*EXERCISE AIM*.
Reproduce, unchanged, the part of the records below that opens with the line containing "shoulder in the photo above." and closes with the last line of the records. Include both of those lines.

*INPUT*.

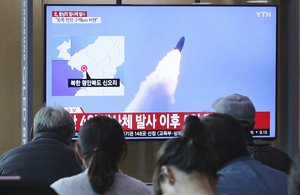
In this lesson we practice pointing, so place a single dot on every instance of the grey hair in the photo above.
(54, 119)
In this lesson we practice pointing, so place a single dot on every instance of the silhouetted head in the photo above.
(182, 160)
(241, 108)
(55, 120)
(101, 144)
(228, 141)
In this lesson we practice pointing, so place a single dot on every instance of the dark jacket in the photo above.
(42, 161)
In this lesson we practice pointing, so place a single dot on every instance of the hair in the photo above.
(294, 176)
(54, 119)
(227, 137)
(102, 144)
(189, 153)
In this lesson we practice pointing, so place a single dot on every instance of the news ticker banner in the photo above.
(73, 17)
(160, 124)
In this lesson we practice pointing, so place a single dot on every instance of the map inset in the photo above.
(98, 60)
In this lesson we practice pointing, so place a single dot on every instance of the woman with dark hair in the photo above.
(238, 172)
(186, 165)
(101, 146)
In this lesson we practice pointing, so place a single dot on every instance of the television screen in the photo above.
(149, 66)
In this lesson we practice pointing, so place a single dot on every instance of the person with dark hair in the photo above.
(238, 173)
(101, 146)
(294, 176)
(241, 108)
(48, 157)
(186, 165)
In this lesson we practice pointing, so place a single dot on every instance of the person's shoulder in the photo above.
(68, 185)
(130, 184)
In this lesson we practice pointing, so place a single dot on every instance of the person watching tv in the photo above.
(186, 165)
(48, 156)
(238, 172)
(101, 146)
(241, 108)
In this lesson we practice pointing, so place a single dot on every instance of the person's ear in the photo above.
(166, 170)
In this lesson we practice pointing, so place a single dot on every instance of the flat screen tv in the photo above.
(149, 66)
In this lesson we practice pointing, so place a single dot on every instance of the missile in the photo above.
(180, 44)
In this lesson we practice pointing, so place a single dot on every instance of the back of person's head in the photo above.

*TASK SOLUTION*.
In this lesson we practice pointing, so place a single dot on every instance of the person's shoulder in the photo above.
(68, 185)
(130, 184)
In this lesson we practice pointing, so place a single dot on every instance of the person watching tv in the photo above.
(186, 165)
(48, 156)
(238, 172)
(101, 146)
(241, 108)
In this lesson we practice pointing, so place a single dot on every instance of the person's ear in the photo above.
(166, 170)
In this lesson we practice pointing, so place a single dot on every instance of the flat screen tv in the photo above.
(149, 66)
In this lesson we practice pointing, so place a single dot on every instance of the missile in the photo above.
(180, 44)
In this lesson we practice pointing, so place a single dot on every instance of the back of person's head in the photo above.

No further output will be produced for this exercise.